(Stored data entries)
------------------------------------------------

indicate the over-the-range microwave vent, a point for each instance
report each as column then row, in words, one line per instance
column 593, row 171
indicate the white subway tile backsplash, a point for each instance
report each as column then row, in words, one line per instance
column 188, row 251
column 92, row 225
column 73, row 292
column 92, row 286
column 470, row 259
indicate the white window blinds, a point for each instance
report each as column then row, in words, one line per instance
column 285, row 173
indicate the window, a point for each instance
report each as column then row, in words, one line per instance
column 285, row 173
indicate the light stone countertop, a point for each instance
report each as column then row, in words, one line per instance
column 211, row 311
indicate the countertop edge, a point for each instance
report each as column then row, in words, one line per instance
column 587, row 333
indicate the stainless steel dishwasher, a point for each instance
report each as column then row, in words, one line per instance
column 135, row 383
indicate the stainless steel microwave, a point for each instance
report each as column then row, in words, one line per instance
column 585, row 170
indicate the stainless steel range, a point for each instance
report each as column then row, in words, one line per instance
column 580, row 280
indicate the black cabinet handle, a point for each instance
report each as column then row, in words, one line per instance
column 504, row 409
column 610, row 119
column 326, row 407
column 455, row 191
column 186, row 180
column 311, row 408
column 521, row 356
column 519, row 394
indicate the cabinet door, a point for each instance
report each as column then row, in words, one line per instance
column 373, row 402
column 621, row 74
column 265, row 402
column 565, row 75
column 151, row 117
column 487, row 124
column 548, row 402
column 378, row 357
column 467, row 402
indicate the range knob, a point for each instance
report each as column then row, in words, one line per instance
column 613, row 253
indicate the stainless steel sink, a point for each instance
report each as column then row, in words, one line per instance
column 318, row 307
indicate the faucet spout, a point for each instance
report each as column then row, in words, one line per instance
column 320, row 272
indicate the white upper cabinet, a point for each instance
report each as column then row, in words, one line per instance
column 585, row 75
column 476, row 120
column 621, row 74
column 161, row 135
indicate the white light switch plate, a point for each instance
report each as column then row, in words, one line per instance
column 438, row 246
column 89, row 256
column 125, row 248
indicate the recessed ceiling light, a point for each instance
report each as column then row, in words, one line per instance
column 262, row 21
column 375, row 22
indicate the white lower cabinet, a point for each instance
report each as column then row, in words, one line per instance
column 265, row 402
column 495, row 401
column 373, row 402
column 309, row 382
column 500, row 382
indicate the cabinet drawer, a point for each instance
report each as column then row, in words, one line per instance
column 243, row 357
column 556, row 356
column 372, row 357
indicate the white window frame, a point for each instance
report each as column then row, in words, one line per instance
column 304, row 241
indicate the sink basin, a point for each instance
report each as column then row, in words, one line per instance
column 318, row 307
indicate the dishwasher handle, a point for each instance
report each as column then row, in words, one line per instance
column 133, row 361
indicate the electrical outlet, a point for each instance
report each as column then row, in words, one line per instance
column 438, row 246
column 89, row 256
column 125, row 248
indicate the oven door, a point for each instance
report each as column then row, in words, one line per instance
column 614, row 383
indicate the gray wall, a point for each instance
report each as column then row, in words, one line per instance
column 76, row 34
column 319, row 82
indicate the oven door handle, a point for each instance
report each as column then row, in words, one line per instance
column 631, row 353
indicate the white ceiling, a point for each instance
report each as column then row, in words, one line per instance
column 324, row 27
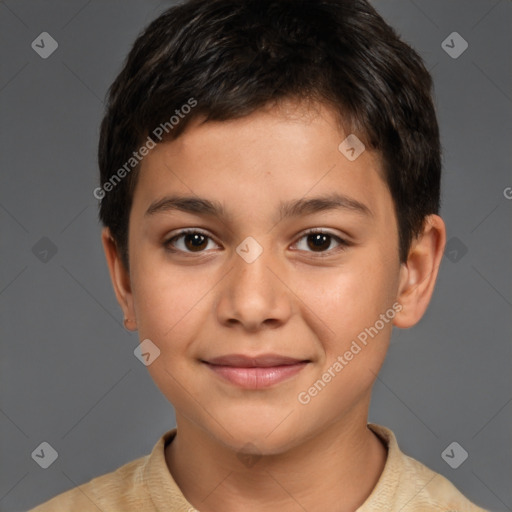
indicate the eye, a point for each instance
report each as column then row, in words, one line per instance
column 319, row 241
column 193, row 241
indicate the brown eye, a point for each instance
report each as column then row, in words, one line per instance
column 188, row 242
column 320, row 242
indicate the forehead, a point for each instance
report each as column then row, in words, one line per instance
column 271, row 156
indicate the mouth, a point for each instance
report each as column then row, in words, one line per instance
column 256, row 372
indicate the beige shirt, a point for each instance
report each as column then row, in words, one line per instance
column 146, row 485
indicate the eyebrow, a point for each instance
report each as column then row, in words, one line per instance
column 294, row 208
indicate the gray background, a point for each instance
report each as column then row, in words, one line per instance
column 68, row 375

------------------------------------------------

◆ **What is being asked**
Looking back at the data above, tally each line that includes the word "oven", then answer with the total alone.

◆ **Completed exercise**
2